Source passage section start
This, above all:

This, above all: To be God's best for The Coach and for Anna

Monday, April 30, 2007

Dead Lines

3:10 AM

My friend, Alvin, calls me a little before midnight, pep-talking me into submitting a story, an essay, anything, to the Palancas. Today, of course, is the deadline.

There will be little sleep today for those who, like me, ride on the adrenaline rush to write after, say, needing to watch CSI, Criminal Minds and Medium. The story I wish I’d submit requires more than a few hours’ work, so this time I’ll dip into my hay naku, puede na folder and tweak a story. To add more complication, let's make it, hey, a children's story, knowing that I have no sensibility for such. As a final nouement, let's choose Quentin, whose story does not conform to the Palancas' requirement that the entry be "directed principally to promote appreciation of Filipino literature or culture."
Source passage section end
Given records section start
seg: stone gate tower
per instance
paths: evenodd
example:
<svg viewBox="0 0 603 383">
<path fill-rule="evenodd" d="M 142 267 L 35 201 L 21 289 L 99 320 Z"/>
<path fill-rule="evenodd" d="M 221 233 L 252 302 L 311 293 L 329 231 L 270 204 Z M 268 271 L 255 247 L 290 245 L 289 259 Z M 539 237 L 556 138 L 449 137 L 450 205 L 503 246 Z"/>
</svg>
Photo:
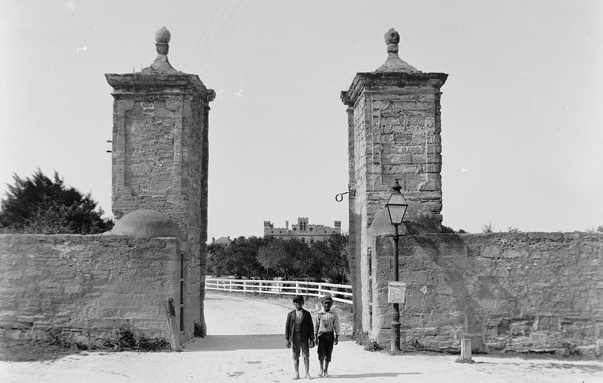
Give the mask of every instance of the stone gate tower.
<svg viewBox="0 0 603 383">
<path fill-rule="evenodd" d="M 168 60 L 171 35 L 155 35 L 157 57 L 140 72 L 106 74 L 113 88 L 112 209 L 160 211 L 184 233 L 183 301 L 186 338 L 203 312 L 207 237 L 209 103 L 215 92 Z M 201 307 L 201 309 L 199 308 Z"/>
<path fill-rule="evenodd" d="M 367 275 L 367 230 L 389 196 L 394 179 L 408 200 L 422 202 L 442 221 L 440 88 L 448 75 L 423 73 L 398 55 L 400 36 L 385 34 L 388 57 L 359 73 L 341 92 L 348 106 L 350 254 L 354 292 Z M 354 306 L 356 305 L 354 294 Z M 354 312 L 360 310 L 356 310 Z"/>
</svg>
Given records section end
> [Tasks to perform]:
**A.** Answer these questions from the post:
(i) Who calls the writer a little before midnight?
(ii) Which three shows does the writer mention needing to watch?
(iii) From which folder will the writer take a story to tweak?
**B.** Does each statement agree with the post? Answer yes or no, and quote the words that decide it.
(i) Alvin calls the writer shortly after midnight.
(ii) The writer claims no sensibility for children's stories.
(iii) Quentin's story conforms to the Palancas' requirement.
The items are not needed for the following work.

> [Results of the exercise]:
**A.**
(i) Alvin
(ii) CSI, Criminal Minds and Medium
(iii) The hay naku, puede na folder

**B.**
(i) No: "calls me a little before midnight"
(ii) Yes: "knowing that I have no sensibility for such"
(iii) No: "whose story does not conform to the Palancas' requirement"